- _Work required_
Give an exact transcription limited to the lines from the one with "x=245, y=41" through the end of the entries, including both; no pictures belong in it.

--- Materials provided Enclosed Below ---

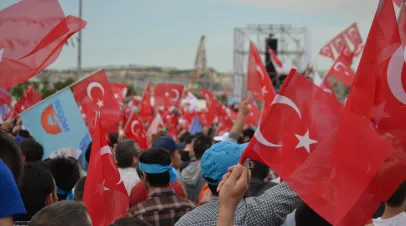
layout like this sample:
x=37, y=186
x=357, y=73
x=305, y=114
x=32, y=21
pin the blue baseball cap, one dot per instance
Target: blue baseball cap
x=218, y=158
x=168, y=143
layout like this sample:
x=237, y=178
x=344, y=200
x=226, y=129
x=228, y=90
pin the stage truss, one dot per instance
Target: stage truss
x=293, y=48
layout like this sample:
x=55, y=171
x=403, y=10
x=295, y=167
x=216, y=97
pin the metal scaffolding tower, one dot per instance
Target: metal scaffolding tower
x=293, y=49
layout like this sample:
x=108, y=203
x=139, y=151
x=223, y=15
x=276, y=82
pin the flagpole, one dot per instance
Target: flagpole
x=60, y=91
x=79, y=72
x=402, y=6
x=128, y=120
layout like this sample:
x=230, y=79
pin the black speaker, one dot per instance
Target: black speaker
x=273, y=44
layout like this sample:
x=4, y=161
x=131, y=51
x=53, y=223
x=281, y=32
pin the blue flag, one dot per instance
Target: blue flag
x=196, y=127
x=56, y=123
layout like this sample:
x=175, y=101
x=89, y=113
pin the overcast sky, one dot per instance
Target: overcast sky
x=167, y=32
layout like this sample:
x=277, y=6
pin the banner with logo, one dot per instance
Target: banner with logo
x=56, y=123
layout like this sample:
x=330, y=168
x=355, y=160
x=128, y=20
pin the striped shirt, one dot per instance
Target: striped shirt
x=269, y=209
x=163, y=208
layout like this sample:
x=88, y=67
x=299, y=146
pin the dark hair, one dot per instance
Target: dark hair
x=66, y=172
x=305, y=216
x=125, y=152
x=130, y=221
x=398, y=197
x=63, y=213
x=259, y=170
x=201, y=144
x=79, y=189
x=11, y=155
x=36, y=186
x=113, y=137
x=24, y=133
x=157, y=156
x=186, y=138
x=88, y=151
x=32, y=150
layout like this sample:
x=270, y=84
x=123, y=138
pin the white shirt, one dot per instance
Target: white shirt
x=398, y=220
x=130, y=178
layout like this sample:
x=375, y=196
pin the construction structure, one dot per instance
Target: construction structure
x=292, y=45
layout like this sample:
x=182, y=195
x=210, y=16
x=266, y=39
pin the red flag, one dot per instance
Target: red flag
x=119, y=91
x=255, y=114
x=339, y=42
x=134, y=130
x=339, y=170
x=259, y=82
x=32, y=35
x=378, y=95
x=301, y=116
x=168, y=95
x=341, y=69
x=353, y=34
x=327, y=51
x=94, y=94
x=104, y=194
x=146, y=107
x=28, y=99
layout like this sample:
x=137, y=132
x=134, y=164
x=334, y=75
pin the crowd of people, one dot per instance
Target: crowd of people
x=191, y=180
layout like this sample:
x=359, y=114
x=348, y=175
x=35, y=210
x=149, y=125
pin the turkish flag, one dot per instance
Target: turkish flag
x=146, y=108
x=353, y=34
x=336, y=174
x=94, y=94
x=259, y=82
x=255, y=114
x=32, y=35
x=341, y=70
x=339, y=42
x=28, y=99
x=208, y=117
x=327, y=51
x=378, y=94
x=119, y=91
x=135, y=130
x=301, y=116
x=168, y=95
x=104, y=195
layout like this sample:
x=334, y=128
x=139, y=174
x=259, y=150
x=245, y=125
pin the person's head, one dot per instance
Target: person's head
x=200, y=145
x=66, y=173
x=306, y=216
x=155, y=167
x=32, y=150
x=11, y=155
x=247, y=134
x=38, y=188
x=398, y=198
x=259, y=170
x=130, y=221
x=217, y=159
x=88, y=152
x=63, y=213
x=174, y=149
x=79, y=189
x=127, y=153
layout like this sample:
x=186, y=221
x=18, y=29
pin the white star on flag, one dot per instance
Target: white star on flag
x=100, y=103
x=305, y=141
x=378, y=113
x=264, y=91
x=1, y=54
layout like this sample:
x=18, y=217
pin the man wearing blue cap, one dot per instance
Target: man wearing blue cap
x=269, y=209
x=163, y=207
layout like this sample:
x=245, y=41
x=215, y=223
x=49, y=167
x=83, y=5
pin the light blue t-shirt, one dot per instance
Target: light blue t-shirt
x=11, y=202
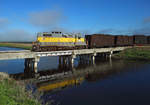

--- End of Enclosed Materials provided ---

- _Reply to the exercise_
x=245, y=41
x=215, y=223
x=49, y=167
x=83, y=5
pin the light blue t-shirt, one dot per instance
Target: light blue t-shirt
x=11, y=202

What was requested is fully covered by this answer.